▸ SET TASK A:
Collect every line of the entries below that contains the word "leafy", treating uppercase and lowercase letters as different.

▸ EXTRACT PROVIDED:
+===+
In the U.S., many newspaper companies have sold their headquarters in the city centers and moved to smaller buildings in the suburbs. Those that haven’t are sharing their buildings with others firms. For example, San Francisco Chronicle has moved in with Yahoo! Inc., Los Angeles Times with a call-center and Seattle Times with a wine company. In one extreme case, a casino and a luxury resort is to be built at the facility where the Miami Herald was printed until a few months ago. The Malaysian tourism company Genting bought the newspaper company’s property at the seaside for 236 million US dollars. The Miami Herald’s newsroom is now located in suburban Doral, approximately 20 minutes by car from the Miami city center. Is the financial crisis of the newspaper industry responsible for these drastic measures? Probably so, but there may be more to it.
Nikki Usher, assistant professor at George Washington University’s School of Media and Public Affairs, argues that smaller spaces offer new possibilities for the improvement of newsroom structures. As part of her fellowship at the Tow Center for Digital Journalism at the Columbia University Graduate School of Journalism she tracked the numerous relocations of newsrooms in the U.S. and concludes that newsrooms often improve their workflow when they work in a smaller space..
Usher has compiled a list of 29 metropolitan newsrooms in the U.S. which are currently moving, or have previously moved and sold their buildings in exchange for new space. The study tracks news publications such as, The Miami Herald, The Seattle Times, The Philadelphia Inquirer, The Star Telegram, The Boston Globe and USA Today.
For many newsrooms the move gives them a chance to reconsider their workflow and to focus on their digital-first strategy, Usher says. Most of the newsrooms decided to emphasize breaking news. They realized they don’t need much space, but need a smart layout to facilitate communication between editors and reporters.
The Star Telegram in Texas has built a raised platform in the middle of the newsroom – named Starship Enterprise by Usher – to have everyone involved in breaking news together. Jim Witt, senior vice president and executive editor of the Star Telegram, explained the concept. “The goal was to make it noisy and create energy and be the center of attention.” He added “We knew we wanted everyone to be able to work with two screens so they could constantly monitor social media and other websites while they worked, and to have plenty of TV monitors to give it that ‘news is breaking all the time’ feel.”
+===+
▸ EXTRACTED INFORMATION:
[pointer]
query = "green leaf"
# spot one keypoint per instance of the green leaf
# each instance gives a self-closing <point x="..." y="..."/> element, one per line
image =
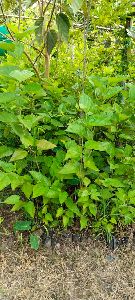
<point x="22" y="225"/>
<point x="51" y="40"/>
<point x="21" y="75"/>
<point x="76" y="5"/>
<point x="114" y="182"/>
<point x="89" y="163"/>
<point x="39" y="177"/>
<point x="30" y="208"/>
<point x="4" y="181"/>
<point x="65" y="221"/>
<point x="83" y="222"/>
<point x="34" y="241"/>
<point x="5" y="151"/>
<point x="7" y="117"/>
<point x="93" y="209"/>
<point x="72" y="206"/>
<point x="77" y="128"/>
<point x="27" y="189"/>
<point x="15" y="180"/>
<point x="6" y="70"/>
<point x="69" y="168"/>
<point x="19" y="154"/>
<point x="62" y="197"/>
<point x="101" y="119"/>
<point x="12" y="199"/>
<point x="48" y="217"/>
<point x="100" y="146"/>
<point x="60" y="212"/>
<point x="63" y="25"/>
<point x="17" y="206"/>
<point x="7" y="46"/>
<point x="86" y="103"/>
<point x="45" y="145"/>
<point x="7" y="167"/>
<point x="39" y="189"/>
<point x="111" y="92"/>
<point x="29" y="121"/>
<point x="74" y="152"/>
<point x="27" y="140"/>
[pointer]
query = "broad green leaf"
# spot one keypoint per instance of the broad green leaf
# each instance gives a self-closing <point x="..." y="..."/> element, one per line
<point x="52" y="193"/>
<point x="39" y="177"/>
<point x="5" y="151"/>
<point x="100" y="146"/>
<point x="27" y="189"/>
<point x="114" y="182"/>
<point x="72" y="206"/>
<point x="30" y="208"/>
<point x="21" y="75"/>
<point x="15" y="180"/>
<point x="34" y="241"/>
<point x="63" y="26"/>
<point x="12" y="199"/>
<point x="51" y="40"/>
<point x="27" y="140"/>
<point x="77" y="128"/>
<point x="19" y="154"/>
<point x="1" y="220"/>
<point x="18" y="51"/>
<point x="93" y="209"/>
<point x="4" y="180"/>
<point x="17" y="206"/>
<point x="86" y="181"/>
<point x="45" y="145"/>
<point x="22" y="226"/>
<point x="7" y="117"/>
<point x="101" y="119"/>
<point x="7" y="167"/>
<point x="59" y="212"/>
<point x="7" y="46"/>
<point x="86" y="103"/>
<point x="29" y="121"/>
<point x="6" y="70"/>
<point x="76" y="5"/>
<point x="39" y="189"/>
<point x="83" y="222"/>
<point x="111" y="92"/>
<point x="7" y="97"/>
<point x="48" y="217"/>
<point x="62" y="197"/>
<point x="69" y="168"/>
<point x="74" y="152"/>
<point x="89" y="163"/>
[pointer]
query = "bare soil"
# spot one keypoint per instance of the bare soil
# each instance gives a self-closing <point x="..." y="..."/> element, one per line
<point x="86" y="270"/>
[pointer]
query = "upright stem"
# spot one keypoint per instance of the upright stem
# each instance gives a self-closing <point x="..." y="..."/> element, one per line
<point x="19" y="23"/>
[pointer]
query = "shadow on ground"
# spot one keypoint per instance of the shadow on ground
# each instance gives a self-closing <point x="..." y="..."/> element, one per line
<point x="87" y="271"/>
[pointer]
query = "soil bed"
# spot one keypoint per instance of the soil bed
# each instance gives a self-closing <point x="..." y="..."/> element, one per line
<point x="70" y="270"/>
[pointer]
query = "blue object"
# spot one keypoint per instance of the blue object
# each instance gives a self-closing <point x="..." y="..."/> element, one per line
<point x="4" y="38"/>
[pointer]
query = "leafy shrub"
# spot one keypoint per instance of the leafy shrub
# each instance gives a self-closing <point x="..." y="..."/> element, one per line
<point x="68" y="155"/>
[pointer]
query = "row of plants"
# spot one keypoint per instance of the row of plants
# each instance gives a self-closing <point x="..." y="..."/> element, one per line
<point x="66" y="142"/>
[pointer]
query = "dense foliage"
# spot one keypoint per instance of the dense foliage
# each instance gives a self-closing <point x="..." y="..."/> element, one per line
<point x="67" y="142"/>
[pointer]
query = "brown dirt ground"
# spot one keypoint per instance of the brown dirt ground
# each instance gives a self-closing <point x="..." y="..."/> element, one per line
<point x="87" y="271"/>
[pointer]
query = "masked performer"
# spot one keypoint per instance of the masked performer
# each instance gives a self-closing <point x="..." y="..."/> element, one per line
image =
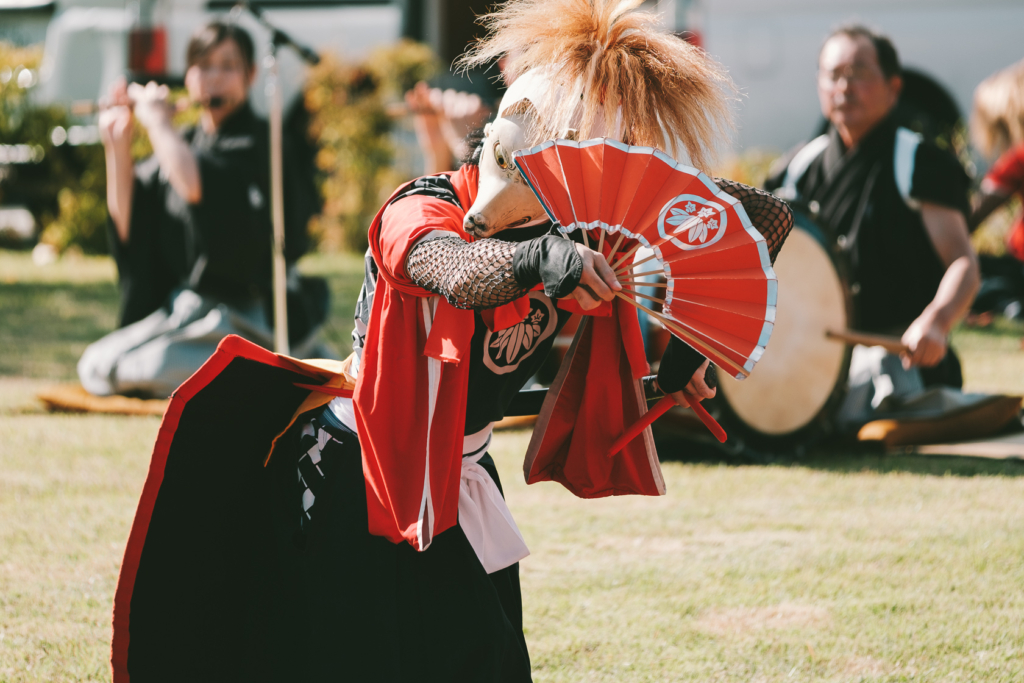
<point x="389" y="555"/>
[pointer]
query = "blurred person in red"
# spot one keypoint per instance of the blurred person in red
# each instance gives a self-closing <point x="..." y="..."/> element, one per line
<point x="897" y="208"/>
<point x="190" y="225"/>
<point x="997" y="129"/>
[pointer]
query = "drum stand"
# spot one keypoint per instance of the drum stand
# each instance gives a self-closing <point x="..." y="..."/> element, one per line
<point x="278" y="38"/>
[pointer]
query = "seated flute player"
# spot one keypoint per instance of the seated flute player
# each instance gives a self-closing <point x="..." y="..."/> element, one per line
<point x="190" y="226"/>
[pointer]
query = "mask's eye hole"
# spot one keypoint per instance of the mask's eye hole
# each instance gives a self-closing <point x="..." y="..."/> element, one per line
<point x="500" y="157"/>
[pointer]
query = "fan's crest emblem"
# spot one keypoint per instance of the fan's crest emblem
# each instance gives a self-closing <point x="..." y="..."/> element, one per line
<point x="691" y="221"/>
<point x="505" y="349"/>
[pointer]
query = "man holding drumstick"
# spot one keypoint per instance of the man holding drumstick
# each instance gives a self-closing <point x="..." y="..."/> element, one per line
<point x="896" y="204"/>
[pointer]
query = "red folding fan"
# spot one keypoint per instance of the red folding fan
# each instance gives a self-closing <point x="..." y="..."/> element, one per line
<point x="720" y="289"/>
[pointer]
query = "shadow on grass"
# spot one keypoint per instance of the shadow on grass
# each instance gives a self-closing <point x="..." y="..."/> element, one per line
<point x="47" y="326"/>
<point x="842" y="459"/>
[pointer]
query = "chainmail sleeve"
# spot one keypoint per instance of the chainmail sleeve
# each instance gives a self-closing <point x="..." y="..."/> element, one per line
<point x="470" y="274"/>
<point x="770" y="215"/>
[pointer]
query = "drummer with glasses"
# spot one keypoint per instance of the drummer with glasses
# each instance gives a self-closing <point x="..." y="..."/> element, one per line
<point x="895" y="204"/>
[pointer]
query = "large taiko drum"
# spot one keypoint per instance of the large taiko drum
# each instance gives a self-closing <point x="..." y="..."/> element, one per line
<point x="796" y="390"/>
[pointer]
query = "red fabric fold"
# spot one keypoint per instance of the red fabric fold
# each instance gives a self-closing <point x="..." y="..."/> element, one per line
<point x="598" y="397"/>
<point x="450" y="334"/>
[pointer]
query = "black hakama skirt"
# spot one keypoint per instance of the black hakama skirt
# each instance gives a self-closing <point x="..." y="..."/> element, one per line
<point x="226" y="578"/>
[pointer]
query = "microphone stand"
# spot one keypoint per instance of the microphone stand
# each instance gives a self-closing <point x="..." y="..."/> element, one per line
<point x="278" y="39"/>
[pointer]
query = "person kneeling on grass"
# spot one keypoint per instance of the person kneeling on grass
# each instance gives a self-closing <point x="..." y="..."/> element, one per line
<point x="192" y="226"/>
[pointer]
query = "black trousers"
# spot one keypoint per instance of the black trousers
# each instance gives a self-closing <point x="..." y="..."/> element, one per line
<point x="378" y="611"/>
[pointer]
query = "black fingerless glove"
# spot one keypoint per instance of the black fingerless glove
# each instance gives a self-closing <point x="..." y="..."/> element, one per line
<point x="552" y="260"/>
<point x="678" y="366"/>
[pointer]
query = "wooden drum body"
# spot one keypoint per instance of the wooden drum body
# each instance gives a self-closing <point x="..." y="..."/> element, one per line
<point x="797" y="387"/>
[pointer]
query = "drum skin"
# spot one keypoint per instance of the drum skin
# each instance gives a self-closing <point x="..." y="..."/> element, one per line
<point x="797" y="386"/>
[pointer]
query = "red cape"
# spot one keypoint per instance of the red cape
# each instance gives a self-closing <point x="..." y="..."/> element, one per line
<point x="412" y="390"/>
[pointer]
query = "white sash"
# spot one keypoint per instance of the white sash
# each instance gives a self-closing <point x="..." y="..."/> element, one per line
<point x="484" y="517"/>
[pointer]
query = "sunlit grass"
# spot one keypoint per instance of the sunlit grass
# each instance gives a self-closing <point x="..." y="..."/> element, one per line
<point x="838" y="566"/>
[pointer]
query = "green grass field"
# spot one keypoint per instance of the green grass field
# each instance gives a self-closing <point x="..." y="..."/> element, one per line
<point x="840" y="566"/>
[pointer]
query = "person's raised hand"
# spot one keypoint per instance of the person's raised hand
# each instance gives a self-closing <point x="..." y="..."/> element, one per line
<point x="151" y="104"/>
<point x="598" y="282"/>
<point x="418" y="99"/>
<point x="926" y="342"/>
<point x="696" y="389"/>
<point x="115" y="121"/>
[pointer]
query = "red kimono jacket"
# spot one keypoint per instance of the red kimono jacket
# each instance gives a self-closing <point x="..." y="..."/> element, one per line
<point x="412" y="389"/>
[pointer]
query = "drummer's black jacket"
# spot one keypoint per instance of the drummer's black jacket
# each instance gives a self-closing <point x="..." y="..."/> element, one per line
<point x="867" y="198"/>
<point x="220" y="247"/>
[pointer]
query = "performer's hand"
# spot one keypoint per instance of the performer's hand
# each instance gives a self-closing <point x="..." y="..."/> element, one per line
<point x="926" y="341"/>
<point x="115" y="120"/>
<point x="598" y="282"/>
<point x="152" y="108"/>
<point x="696" y="389"/>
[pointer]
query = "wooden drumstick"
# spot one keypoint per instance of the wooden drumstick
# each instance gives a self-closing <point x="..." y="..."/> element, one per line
<point x="891" y="344"/>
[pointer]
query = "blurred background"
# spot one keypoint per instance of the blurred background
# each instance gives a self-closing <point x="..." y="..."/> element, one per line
<point x="57" y="57"/>
<point x="357" y="115"/>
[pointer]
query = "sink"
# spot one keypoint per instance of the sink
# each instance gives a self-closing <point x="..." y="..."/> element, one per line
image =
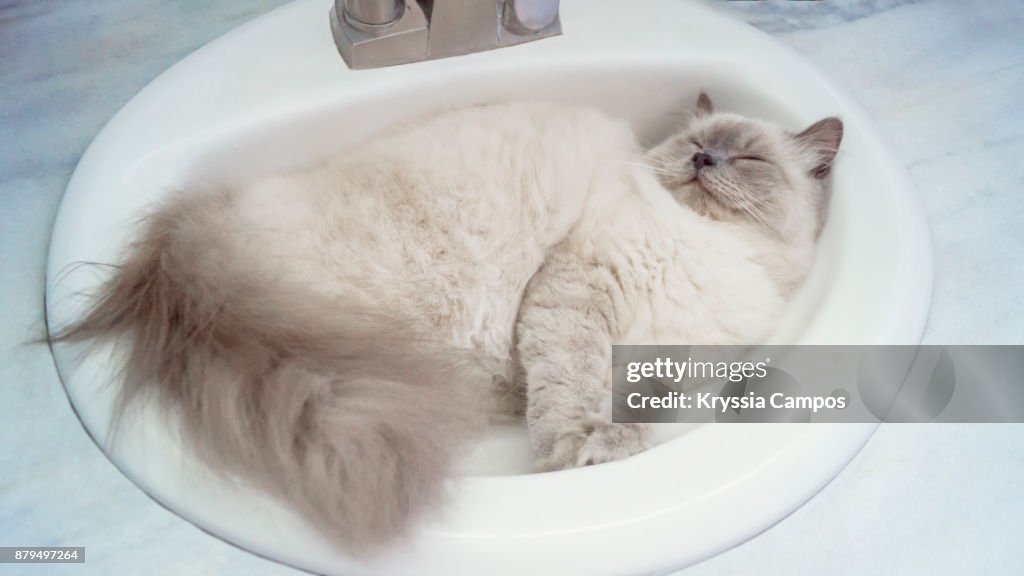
<point x="273" y="94"/>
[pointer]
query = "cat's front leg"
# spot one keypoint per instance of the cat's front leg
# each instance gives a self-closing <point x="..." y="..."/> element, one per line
<point x="564" y="335"/>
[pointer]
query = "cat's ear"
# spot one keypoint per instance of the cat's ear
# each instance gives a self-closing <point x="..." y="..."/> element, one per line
<point x="821" y="141"/>
<point x="705" y="108"/>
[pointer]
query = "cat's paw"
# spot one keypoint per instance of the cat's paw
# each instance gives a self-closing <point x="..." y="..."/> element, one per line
<point x="593" y="443"/>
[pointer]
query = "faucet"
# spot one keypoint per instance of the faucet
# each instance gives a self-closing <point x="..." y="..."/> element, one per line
<point x="377" y="33"/>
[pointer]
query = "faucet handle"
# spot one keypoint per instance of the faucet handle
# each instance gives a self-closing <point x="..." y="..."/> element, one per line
<point x="528" y="16"/>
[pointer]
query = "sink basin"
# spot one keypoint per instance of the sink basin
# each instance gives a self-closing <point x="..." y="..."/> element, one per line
<point x="274" y="94"/>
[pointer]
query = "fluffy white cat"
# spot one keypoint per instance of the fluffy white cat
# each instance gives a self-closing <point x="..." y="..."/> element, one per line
<point x="338" y="333"/>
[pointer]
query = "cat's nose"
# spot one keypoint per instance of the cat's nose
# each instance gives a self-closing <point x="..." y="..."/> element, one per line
<point x="700" y="160"/>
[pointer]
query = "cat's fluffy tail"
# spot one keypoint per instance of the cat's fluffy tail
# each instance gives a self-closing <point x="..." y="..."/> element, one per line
<point x="341" y="413"/>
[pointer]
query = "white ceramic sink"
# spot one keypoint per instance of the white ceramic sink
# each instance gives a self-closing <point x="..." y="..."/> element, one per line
<point x="274" y="93"/>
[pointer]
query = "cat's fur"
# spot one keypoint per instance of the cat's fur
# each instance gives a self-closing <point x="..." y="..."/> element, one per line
<point x="336" y="333"/>
<point x="673" y="253"/>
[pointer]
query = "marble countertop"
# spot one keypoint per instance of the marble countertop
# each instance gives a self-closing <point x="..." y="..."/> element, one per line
<point x="944" y="81"/>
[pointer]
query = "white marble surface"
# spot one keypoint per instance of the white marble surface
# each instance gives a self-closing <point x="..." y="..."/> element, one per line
<point x="944" y="80"/>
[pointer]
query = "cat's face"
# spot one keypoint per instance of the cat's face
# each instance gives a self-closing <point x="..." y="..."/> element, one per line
<point x="738" y="169"/>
+===+
▸ SET TASK B:
Reproduce the part of the newsroom article above that begins at the words "In the U.S., many" and stops after "more to it.".

▸ SOLUTION A:
query = "leafy shrub"
# spot one keypoint per instance of the leafy shrub

▸ SOLUTION B:
In the U.S., many newspaper companies have sold their headquarters in the city centers and moved to smaller buildings in the suburbs. Those that haven’t are sharing their buildings with others firms. For example, San Francisco Chronicle has moved in with Yahoo! Inc., Los Angeles Times with a call-center and Seattle Times with a wine company. In one extreme case, a casino and a luxury resort is to be built at the facility where the Miami Herald was printed until a few months ago. The Malaysian tourism company Genting bought the newspaper company’s property at the seaside for 236 million US dollars. The Miami Herald’s newsroom is now located in suburban Doral, approximately 20 minutes by car from the Miami city center. Is the financial crisis of the newspaper industry responsible for these drastic measures? Probably so, but there may be more to it.